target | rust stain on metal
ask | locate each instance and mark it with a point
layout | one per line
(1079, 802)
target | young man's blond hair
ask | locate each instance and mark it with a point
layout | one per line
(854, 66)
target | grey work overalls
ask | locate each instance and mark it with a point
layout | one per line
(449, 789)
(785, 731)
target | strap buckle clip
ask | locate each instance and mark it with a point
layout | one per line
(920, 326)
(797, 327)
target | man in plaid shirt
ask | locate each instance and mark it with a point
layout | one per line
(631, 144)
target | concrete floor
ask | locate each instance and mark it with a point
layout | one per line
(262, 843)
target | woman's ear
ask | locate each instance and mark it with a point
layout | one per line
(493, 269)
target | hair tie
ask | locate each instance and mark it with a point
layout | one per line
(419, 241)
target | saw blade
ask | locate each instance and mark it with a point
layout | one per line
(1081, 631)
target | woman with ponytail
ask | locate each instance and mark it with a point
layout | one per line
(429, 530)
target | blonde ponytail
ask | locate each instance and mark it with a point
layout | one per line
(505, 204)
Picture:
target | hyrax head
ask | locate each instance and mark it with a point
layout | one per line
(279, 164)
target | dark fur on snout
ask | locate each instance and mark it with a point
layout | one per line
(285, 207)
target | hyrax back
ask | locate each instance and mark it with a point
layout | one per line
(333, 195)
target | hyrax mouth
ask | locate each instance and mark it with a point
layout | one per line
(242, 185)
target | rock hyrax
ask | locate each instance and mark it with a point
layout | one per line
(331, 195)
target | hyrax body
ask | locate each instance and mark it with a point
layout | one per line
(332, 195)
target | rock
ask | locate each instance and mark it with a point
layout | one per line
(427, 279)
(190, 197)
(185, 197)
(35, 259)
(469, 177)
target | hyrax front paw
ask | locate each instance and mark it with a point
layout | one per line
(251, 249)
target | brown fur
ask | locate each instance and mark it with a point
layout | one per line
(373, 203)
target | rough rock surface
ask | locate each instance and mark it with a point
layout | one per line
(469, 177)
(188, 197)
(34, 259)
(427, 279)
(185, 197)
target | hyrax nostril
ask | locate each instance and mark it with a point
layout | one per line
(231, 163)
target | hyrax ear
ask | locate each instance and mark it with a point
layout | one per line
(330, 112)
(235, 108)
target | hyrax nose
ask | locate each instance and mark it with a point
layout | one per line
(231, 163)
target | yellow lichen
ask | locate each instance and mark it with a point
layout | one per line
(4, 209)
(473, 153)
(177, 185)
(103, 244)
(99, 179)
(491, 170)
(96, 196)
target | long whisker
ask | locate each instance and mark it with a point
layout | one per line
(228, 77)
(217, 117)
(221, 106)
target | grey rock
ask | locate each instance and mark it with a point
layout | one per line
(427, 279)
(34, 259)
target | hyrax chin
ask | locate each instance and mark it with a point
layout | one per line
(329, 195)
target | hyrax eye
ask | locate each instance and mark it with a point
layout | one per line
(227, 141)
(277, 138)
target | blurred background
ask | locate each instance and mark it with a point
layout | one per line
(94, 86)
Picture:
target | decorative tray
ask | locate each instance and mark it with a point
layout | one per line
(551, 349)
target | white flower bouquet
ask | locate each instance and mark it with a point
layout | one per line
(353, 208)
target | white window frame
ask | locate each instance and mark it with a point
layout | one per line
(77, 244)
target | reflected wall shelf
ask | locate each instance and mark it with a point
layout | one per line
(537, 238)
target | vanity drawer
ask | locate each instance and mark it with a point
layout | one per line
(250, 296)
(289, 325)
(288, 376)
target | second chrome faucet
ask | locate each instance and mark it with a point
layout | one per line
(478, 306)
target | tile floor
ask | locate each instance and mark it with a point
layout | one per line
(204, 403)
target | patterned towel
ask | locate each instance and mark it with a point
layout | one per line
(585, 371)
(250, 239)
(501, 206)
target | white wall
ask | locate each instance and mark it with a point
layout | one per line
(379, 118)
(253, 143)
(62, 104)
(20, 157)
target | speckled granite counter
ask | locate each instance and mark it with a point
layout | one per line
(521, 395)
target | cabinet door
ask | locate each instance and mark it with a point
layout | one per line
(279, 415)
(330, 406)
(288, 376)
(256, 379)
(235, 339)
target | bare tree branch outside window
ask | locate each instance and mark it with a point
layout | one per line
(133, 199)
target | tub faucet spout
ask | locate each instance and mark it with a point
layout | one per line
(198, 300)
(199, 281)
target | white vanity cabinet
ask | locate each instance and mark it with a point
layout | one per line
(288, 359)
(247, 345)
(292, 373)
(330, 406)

========

> Task objective:
Give the lines from the one containing "target | speckled granite counter" through the end of the entries again, exactly as written and with no other lines.

> Answer below:
target | speckled granite counter
ask | locate each instance and mark it with a point
layout | one per line
(521, 395)
target | cabinet door
ask | locate each instance and mark it with a point
layout | one per line
(279, 415)
(330, 406)
(288, 376)
(256, 379)
(235, 339)
target | bare tree branch outside window
ask | locate each instance and mark it with a point
layout | one per line
(133, 199)
target | tub faucet spout
ask | locate each instance and mark it with a point
layout | one per line
(198, 300)
(199, 281)
target | white vanity cabinet
ask | locate each instance and mark it with a point
layout | one per line
(288, 359)
(247, 345)
(292, 373)
(330, 406)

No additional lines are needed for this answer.